Problem » Below are the records; return every line from the one that contains "Exercise. Point out each instance of the distant" to the last, exactly, skipping the pictures.

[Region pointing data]

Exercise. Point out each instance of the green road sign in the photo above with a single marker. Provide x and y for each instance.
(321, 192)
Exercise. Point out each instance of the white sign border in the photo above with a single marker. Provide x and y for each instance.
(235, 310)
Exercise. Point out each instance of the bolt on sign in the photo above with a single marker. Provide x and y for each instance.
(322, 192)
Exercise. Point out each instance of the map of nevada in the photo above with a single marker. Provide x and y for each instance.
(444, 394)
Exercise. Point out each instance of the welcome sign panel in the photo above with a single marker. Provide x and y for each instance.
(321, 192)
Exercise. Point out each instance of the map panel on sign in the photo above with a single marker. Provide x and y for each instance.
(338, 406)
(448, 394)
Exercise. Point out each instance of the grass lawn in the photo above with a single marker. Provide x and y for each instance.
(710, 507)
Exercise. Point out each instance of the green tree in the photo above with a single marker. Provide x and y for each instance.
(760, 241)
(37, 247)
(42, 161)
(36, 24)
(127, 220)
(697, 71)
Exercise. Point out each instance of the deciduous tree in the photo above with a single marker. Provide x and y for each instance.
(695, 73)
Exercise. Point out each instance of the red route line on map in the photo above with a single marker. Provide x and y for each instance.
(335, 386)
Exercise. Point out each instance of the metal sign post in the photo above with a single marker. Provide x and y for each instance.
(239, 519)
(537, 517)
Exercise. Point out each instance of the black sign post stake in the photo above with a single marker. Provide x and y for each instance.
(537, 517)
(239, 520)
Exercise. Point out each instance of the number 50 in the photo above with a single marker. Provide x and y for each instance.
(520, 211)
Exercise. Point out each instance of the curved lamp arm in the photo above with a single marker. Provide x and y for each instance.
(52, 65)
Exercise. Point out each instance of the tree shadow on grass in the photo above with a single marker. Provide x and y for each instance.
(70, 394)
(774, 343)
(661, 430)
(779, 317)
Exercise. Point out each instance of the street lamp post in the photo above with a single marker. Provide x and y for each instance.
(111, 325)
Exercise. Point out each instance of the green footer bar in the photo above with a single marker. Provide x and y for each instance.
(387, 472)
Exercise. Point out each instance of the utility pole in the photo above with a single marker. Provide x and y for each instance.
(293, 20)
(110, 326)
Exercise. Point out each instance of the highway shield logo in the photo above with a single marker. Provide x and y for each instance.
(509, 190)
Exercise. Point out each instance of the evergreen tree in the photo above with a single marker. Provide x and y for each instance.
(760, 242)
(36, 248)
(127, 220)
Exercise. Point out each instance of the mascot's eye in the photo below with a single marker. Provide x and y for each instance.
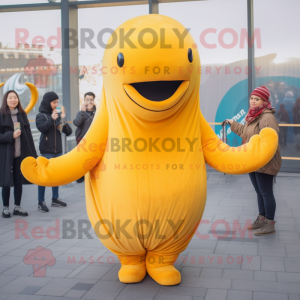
(120, 60)
(190, 55)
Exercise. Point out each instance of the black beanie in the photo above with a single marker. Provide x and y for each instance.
(45, 106)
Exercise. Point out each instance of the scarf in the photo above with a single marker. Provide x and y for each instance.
(254, 112)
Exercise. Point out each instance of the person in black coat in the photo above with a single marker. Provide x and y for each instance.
(50, 122)
(14, 147)
(84, 119)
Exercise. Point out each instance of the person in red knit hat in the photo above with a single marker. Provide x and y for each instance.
(259, 116)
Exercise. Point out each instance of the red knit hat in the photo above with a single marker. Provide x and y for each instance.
(262, 92)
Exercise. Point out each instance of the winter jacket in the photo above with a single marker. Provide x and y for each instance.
(265, 119)
(50, 140)
(83, 122)
(7, 147)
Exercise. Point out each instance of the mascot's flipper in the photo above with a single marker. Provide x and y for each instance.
(73, 165)
(34, 96)
(237, 160)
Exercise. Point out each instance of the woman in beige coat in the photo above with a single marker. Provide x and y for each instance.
(261, 115)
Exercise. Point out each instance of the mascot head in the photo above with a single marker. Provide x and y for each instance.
(151, 67)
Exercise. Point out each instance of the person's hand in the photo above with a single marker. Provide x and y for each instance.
(55, 114)
(17, 134)
(83, 107)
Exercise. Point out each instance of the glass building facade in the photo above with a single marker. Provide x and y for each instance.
(239, 49)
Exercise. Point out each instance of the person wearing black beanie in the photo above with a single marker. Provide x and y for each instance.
(50, 122)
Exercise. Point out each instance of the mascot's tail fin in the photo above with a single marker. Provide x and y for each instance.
(238, 160)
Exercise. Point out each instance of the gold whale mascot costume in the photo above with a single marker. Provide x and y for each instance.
(144, 155)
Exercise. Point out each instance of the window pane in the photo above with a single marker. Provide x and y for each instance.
(14, 2)
(219, 33)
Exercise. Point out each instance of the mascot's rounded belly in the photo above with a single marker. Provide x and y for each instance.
(158, 198)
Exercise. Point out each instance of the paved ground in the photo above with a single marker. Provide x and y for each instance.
(215, 266)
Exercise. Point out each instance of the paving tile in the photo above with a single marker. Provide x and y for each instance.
(30, 290)
(93, 272)
(266, 286)
(272, 263)
(109, 286)
(294, 297)
(82, 286)
(22, 297)
(206, 282)
(288, 277)
(75, 294)
(292, 264)
(211, 273)
(190, 271)
(229, 248)
(172, 297)
(238, 295)
(251, 262)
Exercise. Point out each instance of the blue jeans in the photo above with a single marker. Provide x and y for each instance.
(41, 189)
(263, 185)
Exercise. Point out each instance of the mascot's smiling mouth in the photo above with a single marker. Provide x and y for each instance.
(156, 95)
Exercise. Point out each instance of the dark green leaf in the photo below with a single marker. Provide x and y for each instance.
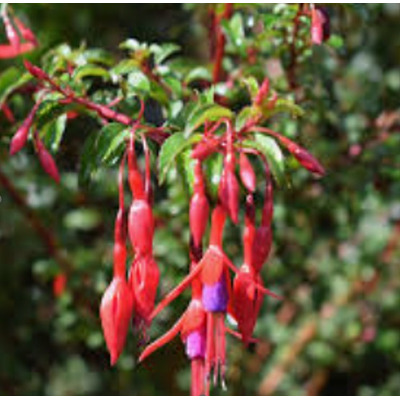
(171, 148)
(272, 153)
(205, 113)
(162, 52)
(53, 131)
(199, 73)
(10, 80)
(90, 70)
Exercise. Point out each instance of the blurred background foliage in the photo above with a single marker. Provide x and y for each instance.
(336, 240)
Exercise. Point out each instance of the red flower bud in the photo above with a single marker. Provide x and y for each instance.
(11, 33)
(247, 301)
(115, 312)
(307, 160)
(59, 284)
(261, 247)
(232, 190)
(199, 207)
(8, 51)
(141, 226)
(247, 174)
(262, 92)
(46, 160)
(205, 148)
(194, 317)
(143, 280)
(120, 245)
(21, 136)
(26, 33)
(8, 113)
(35, 71)
(317, 34)
(198, 216)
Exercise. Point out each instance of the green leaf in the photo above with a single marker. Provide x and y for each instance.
(237, 30)
(109, 139)
(246, 114)
(171, 148)
(132, 44)
(205, 113)
(88, 164)
(84, 219)
(252, 86)
(138, 82)
(101, 147)
(185, 168)
(213, 167)
(115, 143)
(199, 73)
(125, 67)
(283, 105)
(53, 131)
(90, 70)
(10, 80)
(272, 152)
(162, 52)
(336, 41)
(98, 56)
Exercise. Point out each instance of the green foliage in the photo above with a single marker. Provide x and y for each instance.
(331, 259)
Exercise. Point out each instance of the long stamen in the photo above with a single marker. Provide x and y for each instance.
(210, 350)
(222, 348)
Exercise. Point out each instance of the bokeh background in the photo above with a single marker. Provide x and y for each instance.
(335, 256)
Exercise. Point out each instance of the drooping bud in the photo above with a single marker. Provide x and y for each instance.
(141, 226)
(215, 297)
(35, 71)
(263, 235)
(11, 32)
(228, 191)
(320, 25)
(247, 174)
(26, 33)
(205, 148)
(8, 113)
(262, 92)
(59, 284)
(47, 161)
(195, 344)
(120, 244)
(115, 312)
(261, 247)
(307, 160)
(143, 280)
(135, 177)
(21, 136)
(8, 51)
(246, 302)
(199, 207)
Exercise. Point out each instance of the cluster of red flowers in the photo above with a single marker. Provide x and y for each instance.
(20, 38)
(214, 293)
(132, 298)
(219, 288)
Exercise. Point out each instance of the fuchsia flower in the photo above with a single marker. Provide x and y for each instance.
(117, 303)
(21, 136)
(144, 274)
(15, 46)
(192, 327)
(199, 207)
(247, 296)
(320, 25)
(116, 312)
(46, 160)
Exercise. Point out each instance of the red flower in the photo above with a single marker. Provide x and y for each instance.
(115, 312)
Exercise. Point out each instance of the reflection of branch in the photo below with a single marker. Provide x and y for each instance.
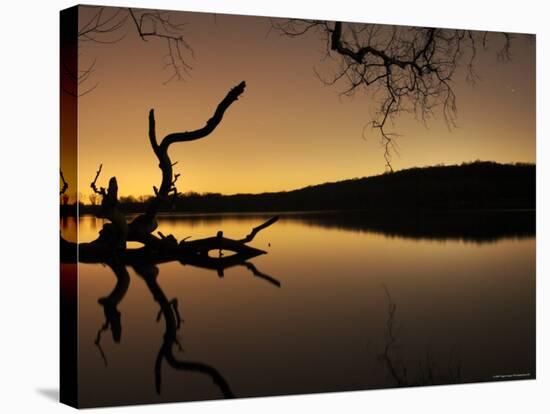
(426, 369)
(65, 185)
(171, 318)
(101, 190)
(399, 378)
(257, 229)
(261, 275)
(110, 303)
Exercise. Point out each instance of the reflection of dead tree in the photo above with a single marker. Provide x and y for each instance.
(407, 69)
(147, 268)
(428, 371)
(64, 185)
(110, 304)
(172, 323)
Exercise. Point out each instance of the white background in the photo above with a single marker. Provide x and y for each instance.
(29, 130)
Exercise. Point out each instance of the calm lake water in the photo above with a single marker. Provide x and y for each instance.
(463, 287)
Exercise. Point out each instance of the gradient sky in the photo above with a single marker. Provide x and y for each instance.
(288, 130)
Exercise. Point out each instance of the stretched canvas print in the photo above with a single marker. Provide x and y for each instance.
(256, 206)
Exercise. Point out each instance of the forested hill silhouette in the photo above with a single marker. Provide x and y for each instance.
(477, 185)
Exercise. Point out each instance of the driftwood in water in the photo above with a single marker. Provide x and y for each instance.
(167, 249)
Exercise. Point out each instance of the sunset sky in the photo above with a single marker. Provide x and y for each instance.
(288, 130)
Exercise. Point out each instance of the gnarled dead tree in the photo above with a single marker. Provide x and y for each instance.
(406, 69)
(158, 248)
(107, 25)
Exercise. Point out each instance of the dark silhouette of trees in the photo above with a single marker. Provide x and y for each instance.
(406, 69)
(107, 25)
(110, 246)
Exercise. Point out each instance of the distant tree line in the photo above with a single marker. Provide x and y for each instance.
(476, 185)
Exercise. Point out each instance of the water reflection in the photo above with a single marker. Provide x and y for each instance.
(474, 298)
(169, 311)
(467, 226)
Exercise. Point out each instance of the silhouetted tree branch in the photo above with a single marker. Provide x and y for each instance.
(143, 225)
(407, 69)
(108, 25)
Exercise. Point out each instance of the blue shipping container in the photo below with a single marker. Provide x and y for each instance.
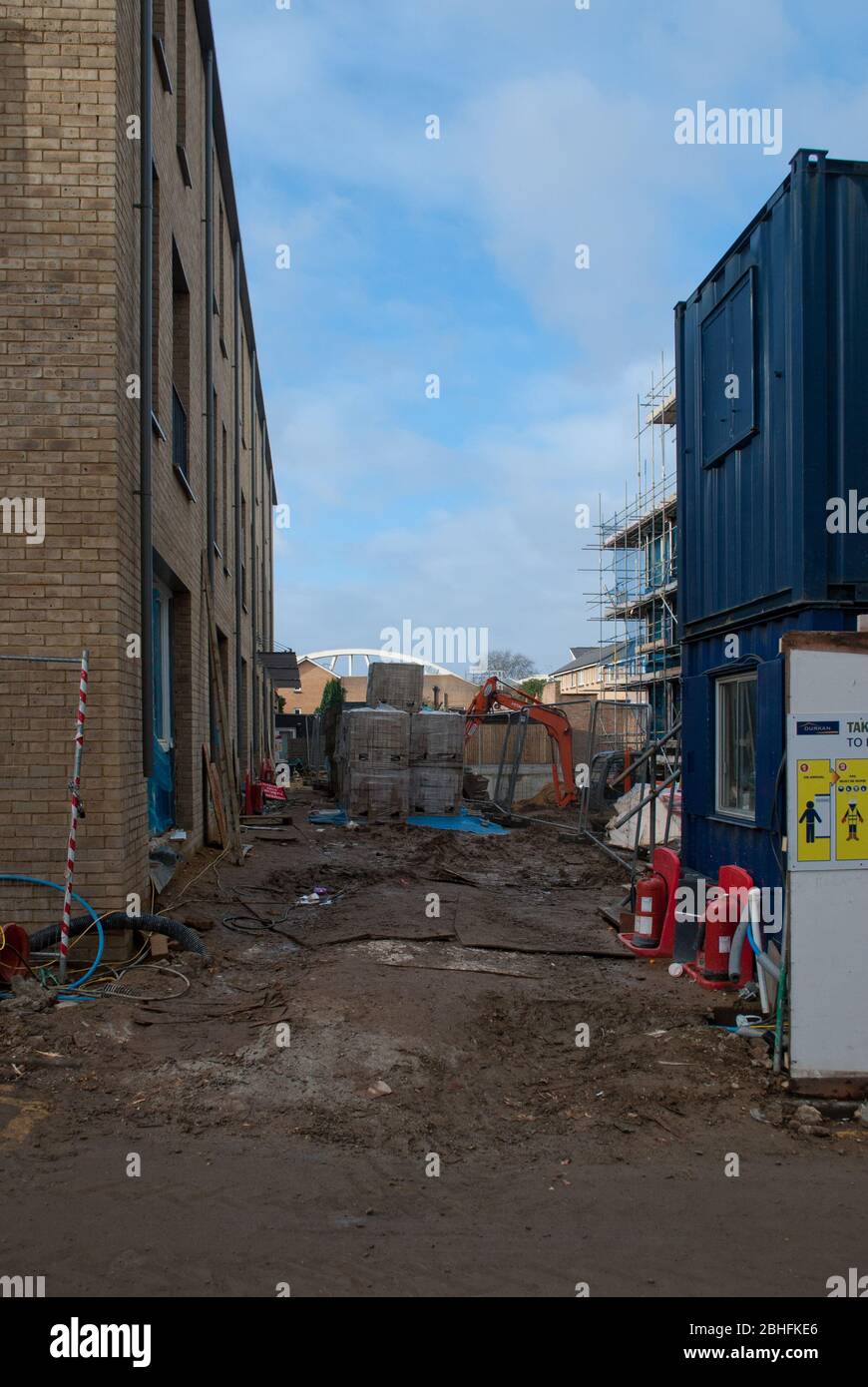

Task response »
Exercise. Point out each instance of the distant tree line in the photo above with a single marker. Provide x and y for each instance.
(476, 185)
Exercise. Point out each instance of the water reflection in the photo above with a single marker. Provide x and y for each instance.
(474, 298)
(169, 311)
(467, 226)
Exercise. Point out each instance of the silhouetted tree branch in the photo above with a single marker. Provide x and y for each instance.
(143, 225)
(407, 69)
(108, 25)
Exercise. Point out each instance of the blue shipping container in the photo below with a single marker. Provide x and y for each instance.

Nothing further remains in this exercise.